TASK STATEMENT: Please output every entry below exactly as written, leaving out any pictures.

DATA:
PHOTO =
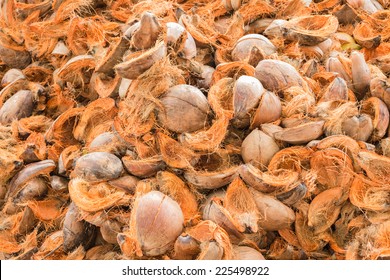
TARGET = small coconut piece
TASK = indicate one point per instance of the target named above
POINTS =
(98, 166)
(333, 167)
(301, 134)
(247, 92)
(379, 113)
(247, 253)
(159, 221)
(325, 208)
(337, 90)
(11, 76)
(242, 49)
(258, 148)
(380, 87)
(309, 241)
(274, 215)
(137, 63)
(186, 248)
(175, 188)
(213, 210)
(241, 206)
(358, 127)
(377, 167)
(294, 195)
(276, 75)
(175, 154)
(145, 36)
(185, 109)
(369, 195)
(13, 55)
(269, 109)
(176, 33)
(366, 36)
(143, 168)
(29, 172)
(212, 179)
(18, 106)
(76, 231)
(96, 197)
(232, 4)
(361, 74)
(339, 64)
(310, 30)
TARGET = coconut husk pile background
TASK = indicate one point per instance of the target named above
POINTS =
(194, 129)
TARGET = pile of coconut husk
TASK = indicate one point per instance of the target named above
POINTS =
(203, 130)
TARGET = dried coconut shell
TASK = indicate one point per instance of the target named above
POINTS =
(186, 248)
(369, 195)
(214, 211)
(104, 85)
(258, 149)
(240, 204)
(294, 158)
(18, 106)
(102, 109)
(358, 127)
(325, 208)
(145, 36)
(159, 221)
(274, 215)
(219, 98)
(75, 231)
(381, 88)
(211, 180)
(333, 167)
(242, 49)
(185, 109)
(310, 30)
(95, 197)
(376, 167)
(175, 188)
(269, 109)
(247, 253)
(27, 173)
(247, 92)
(278, 181)
(137, 63)
(379, 112)
(97, 166)
(206, 231)
(301, 134)
(309, 241)
(345, 143)
(276, 75)
(143, 167)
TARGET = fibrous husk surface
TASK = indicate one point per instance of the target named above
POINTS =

REPLY:
PHOTO =
TARGET = small coconut piece
TASK = indicate one point per instance of the target named above
POINTS =
(98, 166)
(333, 167)
(301, 134)
(247, 92)
(379, 113)
(247, 253)
(159, 221)
(325, 208)
(337, 90)
(11, 76)
(242, 49)
(258, 148)
(380, 87)
(309, 241)
(274, 215)
(137, 63)
(186, 248)
(175, 188)
(213, 210)
(241, 206)
(358, 127)
(377, 167)
(294, 195)
(276, 75)
(175, 154)
(145, 36)
(185, 109)
(369, 195)
(13, 55)
(269, 109)
(176, 33)
(366, 36)
(143, 168)
(29, 172)
(212, 179)
(18, 106)
(76, 231)
(96, 197)
(232, 4)
(361, 74)
(339, 64)
(310, 30)
TARGET = coconut husk pile background
TASK = indicate one point per instance of the target named above
POINTS =
(194, 129)
TARGET = pile of coconut husk
TASK = indicate one point per instance of the target named above
POINTS =
(203, 130)
TARGET = dried coconut shell
TASK = indicate one point per instance of the target named above
POINTS =
(186, 248)
(369, 195)
(214, 211)
(104, 85)
(258, 149)
(240, 204)
(294, 158)
(18, 106)
(102, 109)
(358, 127)
(325, 208)
(145, 36)
(159, 221)
(274, 215)
(219, 98)
(75, 231)
(381, 88)
(211, 180)
(333, 167)
(242, 49)
(185, 109)
(310, 30)
(95, 197)
(376, 167)
(175, 188)
(269, 109)
(247, 253)
(27, 173)
(247, 92)
(278, 181)
(137, 63)
(379, 112)
(97, 166)
(206, 231)
(301, 134)
(309, 241)
(345, 143)
(276, 75)
(143, 167)
TARGET = fibrous husk surface
TASK = indicate one point per instance of the target named above
POINTS =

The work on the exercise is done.